--- Material for this exercise Enclosed Below ---

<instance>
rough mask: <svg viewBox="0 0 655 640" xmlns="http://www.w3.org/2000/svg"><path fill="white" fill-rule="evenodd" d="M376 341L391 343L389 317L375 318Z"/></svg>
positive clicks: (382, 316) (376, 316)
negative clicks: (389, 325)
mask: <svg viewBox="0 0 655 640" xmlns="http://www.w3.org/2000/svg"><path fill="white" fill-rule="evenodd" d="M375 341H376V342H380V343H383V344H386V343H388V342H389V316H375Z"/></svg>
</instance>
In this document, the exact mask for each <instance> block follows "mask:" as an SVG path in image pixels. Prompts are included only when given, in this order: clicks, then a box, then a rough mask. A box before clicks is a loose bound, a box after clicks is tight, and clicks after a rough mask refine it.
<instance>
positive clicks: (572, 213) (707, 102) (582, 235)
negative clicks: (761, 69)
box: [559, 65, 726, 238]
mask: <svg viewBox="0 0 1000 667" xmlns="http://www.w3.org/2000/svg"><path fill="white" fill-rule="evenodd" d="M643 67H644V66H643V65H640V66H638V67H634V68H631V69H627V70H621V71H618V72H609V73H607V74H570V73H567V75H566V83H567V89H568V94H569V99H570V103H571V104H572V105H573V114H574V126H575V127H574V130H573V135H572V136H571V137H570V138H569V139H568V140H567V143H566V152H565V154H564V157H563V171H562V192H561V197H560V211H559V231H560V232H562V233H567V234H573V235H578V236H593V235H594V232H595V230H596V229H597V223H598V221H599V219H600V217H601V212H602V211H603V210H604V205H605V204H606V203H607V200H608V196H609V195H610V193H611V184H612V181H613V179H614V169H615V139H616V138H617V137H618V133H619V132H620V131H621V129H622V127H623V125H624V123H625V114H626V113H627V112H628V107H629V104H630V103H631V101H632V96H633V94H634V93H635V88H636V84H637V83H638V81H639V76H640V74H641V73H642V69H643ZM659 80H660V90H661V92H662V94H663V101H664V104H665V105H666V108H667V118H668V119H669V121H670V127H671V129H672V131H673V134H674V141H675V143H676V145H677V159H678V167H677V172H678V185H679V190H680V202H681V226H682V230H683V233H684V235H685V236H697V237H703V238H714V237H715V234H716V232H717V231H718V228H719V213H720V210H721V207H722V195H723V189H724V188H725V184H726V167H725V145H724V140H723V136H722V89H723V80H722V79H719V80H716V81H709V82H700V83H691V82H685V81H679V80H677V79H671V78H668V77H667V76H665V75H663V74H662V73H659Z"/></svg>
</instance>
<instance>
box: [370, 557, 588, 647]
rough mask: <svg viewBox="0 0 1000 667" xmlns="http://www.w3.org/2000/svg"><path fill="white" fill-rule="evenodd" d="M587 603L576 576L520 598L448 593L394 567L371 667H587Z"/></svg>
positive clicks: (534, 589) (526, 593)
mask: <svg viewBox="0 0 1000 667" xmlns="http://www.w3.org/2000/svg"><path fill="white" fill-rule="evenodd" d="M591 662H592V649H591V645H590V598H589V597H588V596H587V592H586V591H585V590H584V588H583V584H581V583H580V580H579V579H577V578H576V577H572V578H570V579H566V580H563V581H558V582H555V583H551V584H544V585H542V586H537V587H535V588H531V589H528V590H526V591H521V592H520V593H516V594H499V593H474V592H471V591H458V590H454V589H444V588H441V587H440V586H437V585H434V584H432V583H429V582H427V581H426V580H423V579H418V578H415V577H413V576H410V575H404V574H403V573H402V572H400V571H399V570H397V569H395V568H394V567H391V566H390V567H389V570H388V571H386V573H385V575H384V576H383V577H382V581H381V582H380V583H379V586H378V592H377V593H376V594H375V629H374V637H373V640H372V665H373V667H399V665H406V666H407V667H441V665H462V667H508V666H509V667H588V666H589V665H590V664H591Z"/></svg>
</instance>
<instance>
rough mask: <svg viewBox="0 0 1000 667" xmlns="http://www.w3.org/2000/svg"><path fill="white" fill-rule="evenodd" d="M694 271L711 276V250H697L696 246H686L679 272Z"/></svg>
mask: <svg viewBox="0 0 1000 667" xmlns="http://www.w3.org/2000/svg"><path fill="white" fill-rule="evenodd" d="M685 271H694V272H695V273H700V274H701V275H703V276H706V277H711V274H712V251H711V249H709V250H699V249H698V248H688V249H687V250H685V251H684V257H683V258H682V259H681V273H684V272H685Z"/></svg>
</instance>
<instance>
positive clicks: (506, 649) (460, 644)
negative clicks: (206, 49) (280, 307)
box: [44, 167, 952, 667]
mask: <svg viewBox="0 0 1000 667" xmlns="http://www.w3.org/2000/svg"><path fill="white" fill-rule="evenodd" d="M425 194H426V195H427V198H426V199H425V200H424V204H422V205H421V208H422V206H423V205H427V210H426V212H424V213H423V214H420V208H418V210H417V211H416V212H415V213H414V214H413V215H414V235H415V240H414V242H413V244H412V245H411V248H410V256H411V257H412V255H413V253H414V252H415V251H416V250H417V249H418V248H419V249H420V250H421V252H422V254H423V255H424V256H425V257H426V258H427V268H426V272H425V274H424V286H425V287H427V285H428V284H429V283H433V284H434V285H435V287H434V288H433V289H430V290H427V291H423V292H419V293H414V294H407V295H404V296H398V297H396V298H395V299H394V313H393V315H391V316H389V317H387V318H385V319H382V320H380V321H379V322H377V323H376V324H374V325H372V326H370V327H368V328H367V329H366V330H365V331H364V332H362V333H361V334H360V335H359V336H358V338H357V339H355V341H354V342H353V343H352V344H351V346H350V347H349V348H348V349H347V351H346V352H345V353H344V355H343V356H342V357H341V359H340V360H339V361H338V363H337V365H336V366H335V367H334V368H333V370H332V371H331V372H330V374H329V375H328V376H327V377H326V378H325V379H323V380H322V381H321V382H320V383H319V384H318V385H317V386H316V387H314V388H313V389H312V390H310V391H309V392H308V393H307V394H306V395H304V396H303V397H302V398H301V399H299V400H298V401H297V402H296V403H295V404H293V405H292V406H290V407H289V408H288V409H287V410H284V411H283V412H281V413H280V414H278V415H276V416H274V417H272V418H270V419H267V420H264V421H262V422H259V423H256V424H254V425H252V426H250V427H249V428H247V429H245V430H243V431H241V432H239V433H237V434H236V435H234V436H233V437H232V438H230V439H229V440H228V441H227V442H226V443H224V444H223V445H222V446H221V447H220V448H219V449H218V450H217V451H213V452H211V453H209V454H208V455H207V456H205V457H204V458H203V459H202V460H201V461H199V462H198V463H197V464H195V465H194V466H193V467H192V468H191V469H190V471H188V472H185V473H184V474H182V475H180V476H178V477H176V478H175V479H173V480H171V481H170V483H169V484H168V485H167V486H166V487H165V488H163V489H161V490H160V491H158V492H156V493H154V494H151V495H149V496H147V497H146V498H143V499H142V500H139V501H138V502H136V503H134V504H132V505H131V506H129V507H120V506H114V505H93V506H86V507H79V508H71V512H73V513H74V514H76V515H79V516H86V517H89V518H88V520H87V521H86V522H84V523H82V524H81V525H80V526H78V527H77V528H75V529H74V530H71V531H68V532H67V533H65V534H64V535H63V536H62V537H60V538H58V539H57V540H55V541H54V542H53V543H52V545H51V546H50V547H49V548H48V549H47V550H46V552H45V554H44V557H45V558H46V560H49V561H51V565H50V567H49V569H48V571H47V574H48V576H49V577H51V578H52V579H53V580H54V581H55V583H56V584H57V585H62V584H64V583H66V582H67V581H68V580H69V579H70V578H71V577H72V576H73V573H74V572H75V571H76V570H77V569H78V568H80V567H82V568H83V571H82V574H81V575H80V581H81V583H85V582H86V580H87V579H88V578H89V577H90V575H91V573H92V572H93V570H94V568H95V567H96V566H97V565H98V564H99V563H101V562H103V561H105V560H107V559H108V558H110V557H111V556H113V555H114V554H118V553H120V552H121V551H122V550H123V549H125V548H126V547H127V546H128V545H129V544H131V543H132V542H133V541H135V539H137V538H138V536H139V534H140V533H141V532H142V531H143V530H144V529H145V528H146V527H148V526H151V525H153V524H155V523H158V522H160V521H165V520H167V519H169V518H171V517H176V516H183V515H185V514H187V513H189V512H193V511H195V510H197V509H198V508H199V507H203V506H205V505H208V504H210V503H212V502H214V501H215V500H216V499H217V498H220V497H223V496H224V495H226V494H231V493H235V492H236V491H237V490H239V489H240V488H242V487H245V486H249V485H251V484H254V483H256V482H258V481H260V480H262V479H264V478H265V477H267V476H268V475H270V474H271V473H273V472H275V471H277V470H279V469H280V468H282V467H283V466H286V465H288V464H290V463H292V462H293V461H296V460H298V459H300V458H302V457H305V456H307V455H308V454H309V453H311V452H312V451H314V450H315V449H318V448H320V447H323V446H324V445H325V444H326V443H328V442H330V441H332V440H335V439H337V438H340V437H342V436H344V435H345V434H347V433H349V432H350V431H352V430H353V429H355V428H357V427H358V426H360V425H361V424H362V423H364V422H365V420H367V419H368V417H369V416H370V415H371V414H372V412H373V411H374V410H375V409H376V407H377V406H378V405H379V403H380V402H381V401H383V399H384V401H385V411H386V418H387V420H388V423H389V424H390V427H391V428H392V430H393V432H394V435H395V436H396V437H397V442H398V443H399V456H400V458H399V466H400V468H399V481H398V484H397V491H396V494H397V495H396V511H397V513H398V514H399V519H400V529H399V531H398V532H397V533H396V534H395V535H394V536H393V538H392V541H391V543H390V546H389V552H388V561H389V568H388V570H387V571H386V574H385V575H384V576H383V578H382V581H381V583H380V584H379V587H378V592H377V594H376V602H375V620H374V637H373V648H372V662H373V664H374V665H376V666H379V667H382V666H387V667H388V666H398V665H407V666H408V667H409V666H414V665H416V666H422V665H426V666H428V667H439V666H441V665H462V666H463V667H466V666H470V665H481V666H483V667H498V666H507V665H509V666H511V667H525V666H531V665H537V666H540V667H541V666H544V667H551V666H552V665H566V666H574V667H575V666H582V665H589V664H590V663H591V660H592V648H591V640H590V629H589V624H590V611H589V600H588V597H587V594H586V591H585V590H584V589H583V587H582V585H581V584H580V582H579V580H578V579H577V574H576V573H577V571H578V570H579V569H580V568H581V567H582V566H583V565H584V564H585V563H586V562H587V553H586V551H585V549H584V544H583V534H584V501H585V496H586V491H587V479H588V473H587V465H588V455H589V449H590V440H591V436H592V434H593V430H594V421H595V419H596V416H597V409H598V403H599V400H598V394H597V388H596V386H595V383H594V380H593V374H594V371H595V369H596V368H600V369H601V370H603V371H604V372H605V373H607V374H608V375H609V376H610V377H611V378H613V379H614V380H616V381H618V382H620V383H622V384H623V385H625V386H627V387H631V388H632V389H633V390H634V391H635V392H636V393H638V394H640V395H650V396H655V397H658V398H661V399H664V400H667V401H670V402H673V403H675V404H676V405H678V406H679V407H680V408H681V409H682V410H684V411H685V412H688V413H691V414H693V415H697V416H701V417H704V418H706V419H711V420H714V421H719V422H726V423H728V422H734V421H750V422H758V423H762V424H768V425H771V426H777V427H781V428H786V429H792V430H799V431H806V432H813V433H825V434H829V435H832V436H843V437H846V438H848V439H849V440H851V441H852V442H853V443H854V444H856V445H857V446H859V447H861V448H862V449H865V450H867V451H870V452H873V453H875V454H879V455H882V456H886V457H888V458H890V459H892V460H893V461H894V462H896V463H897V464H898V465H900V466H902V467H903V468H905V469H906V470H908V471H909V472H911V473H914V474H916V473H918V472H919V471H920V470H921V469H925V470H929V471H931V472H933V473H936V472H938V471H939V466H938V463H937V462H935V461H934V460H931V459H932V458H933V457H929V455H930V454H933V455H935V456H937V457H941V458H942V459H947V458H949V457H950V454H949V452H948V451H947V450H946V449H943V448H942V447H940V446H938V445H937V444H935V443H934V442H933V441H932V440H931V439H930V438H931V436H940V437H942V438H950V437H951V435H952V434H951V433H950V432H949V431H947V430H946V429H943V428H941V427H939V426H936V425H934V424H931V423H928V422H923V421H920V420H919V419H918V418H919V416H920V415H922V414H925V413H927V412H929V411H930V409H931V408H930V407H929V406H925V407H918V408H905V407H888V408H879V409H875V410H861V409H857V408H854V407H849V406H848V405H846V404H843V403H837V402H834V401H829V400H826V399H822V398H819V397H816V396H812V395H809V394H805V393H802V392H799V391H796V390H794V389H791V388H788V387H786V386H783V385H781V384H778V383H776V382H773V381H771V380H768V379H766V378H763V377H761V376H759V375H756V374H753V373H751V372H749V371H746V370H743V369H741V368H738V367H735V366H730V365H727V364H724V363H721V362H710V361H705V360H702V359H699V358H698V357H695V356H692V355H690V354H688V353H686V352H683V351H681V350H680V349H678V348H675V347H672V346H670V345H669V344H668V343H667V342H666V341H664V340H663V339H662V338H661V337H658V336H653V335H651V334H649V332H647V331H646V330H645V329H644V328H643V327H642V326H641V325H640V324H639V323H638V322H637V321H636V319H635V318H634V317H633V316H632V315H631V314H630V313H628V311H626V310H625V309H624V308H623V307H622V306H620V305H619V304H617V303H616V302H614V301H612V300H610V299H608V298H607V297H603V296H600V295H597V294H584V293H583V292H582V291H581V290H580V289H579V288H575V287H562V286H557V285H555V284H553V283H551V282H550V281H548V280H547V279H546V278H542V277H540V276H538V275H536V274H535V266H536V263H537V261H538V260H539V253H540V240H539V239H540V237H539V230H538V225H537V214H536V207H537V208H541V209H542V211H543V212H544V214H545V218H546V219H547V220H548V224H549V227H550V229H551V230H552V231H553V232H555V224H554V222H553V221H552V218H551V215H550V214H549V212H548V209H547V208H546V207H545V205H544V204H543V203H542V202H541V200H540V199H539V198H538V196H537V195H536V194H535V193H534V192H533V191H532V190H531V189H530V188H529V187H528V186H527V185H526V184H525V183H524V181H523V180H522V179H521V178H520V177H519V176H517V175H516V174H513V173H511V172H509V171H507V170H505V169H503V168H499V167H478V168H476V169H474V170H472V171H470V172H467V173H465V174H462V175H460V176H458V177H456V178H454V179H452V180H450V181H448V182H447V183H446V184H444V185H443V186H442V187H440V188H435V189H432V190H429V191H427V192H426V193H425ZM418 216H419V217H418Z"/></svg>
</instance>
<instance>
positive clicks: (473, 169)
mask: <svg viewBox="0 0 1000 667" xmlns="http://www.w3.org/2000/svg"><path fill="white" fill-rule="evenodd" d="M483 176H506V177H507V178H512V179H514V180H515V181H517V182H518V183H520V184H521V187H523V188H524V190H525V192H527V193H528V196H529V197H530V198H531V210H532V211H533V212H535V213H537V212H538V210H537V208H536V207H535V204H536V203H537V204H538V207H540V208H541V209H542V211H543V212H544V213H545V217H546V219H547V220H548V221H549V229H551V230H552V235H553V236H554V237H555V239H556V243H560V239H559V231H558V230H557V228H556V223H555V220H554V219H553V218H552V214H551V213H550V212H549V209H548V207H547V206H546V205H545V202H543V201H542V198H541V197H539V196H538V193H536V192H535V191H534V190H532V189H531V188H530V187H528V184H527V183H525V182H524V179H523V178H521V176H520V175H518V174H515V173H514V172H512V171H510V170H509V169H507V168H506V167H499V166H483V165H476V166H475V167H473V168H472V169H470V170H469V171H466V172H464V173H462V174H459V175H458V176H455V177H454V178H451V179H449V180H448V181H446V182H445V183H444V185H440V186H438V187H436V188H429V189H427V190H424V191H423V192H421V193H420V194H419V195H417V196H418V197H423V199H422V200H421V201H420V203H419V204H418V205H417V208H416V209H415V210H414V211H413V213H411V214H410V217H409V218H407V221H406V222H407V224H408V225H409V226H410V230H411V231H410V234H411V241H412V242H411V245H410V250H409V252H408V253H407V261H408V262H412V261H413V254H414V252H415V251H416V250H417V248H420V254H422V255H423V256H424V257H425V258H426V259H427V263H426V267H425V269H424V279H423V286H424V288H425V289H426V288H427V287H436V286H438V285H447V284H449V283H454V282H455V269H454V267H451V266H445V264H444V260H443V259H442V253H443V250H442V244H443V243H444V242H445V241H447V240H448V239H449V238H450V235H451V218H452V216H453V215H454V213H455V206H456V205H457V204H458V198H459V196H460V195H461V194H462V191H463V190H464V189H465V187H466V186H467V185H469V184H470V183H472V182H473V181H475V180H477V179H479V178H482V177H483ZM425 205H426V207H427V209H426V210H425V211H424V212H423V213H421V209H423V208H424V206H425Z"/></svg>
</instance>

--- End of Enclosed Material for this exercise ---

**Task goal:**
Copy every line of the records above that holds the word "rough".

**Output for this exercise:**
rough mask: <svg viewBox="0 0 655 640" xmlns="http://www.w3.org/2000/svg"><path fill="white" fill-rule="evenodd" d="M376 341L391 343L389 317L375 318Z"/></svg>
In this document, the exact mask for each <instance> block follows "mask:" as an SVG path in image pixels. Prompts are included only when given, in this order: clicks, then a box, then a rough mask. A box before clicks is a loose bound, a box after clicks is tight, and clicks after a rough mask refine it.
rough mask: <svg viewBox="0 0 1000 667" xmlns="http://www.w3.org/2000/svg"><path fill="white" fill-rule="evenodd" d="M587 603L576 576L520 598L448 593L394 567L371 667H587Z"/></svg>
rough mask: <svg viewBox="0 0 1000 667" xmlns="http://www.w3.org/2000/svg"><path fill="white" fill-rule="evenodd" d="M694 271L711 276V250H697L696 246H686L679 272Z"/></svg>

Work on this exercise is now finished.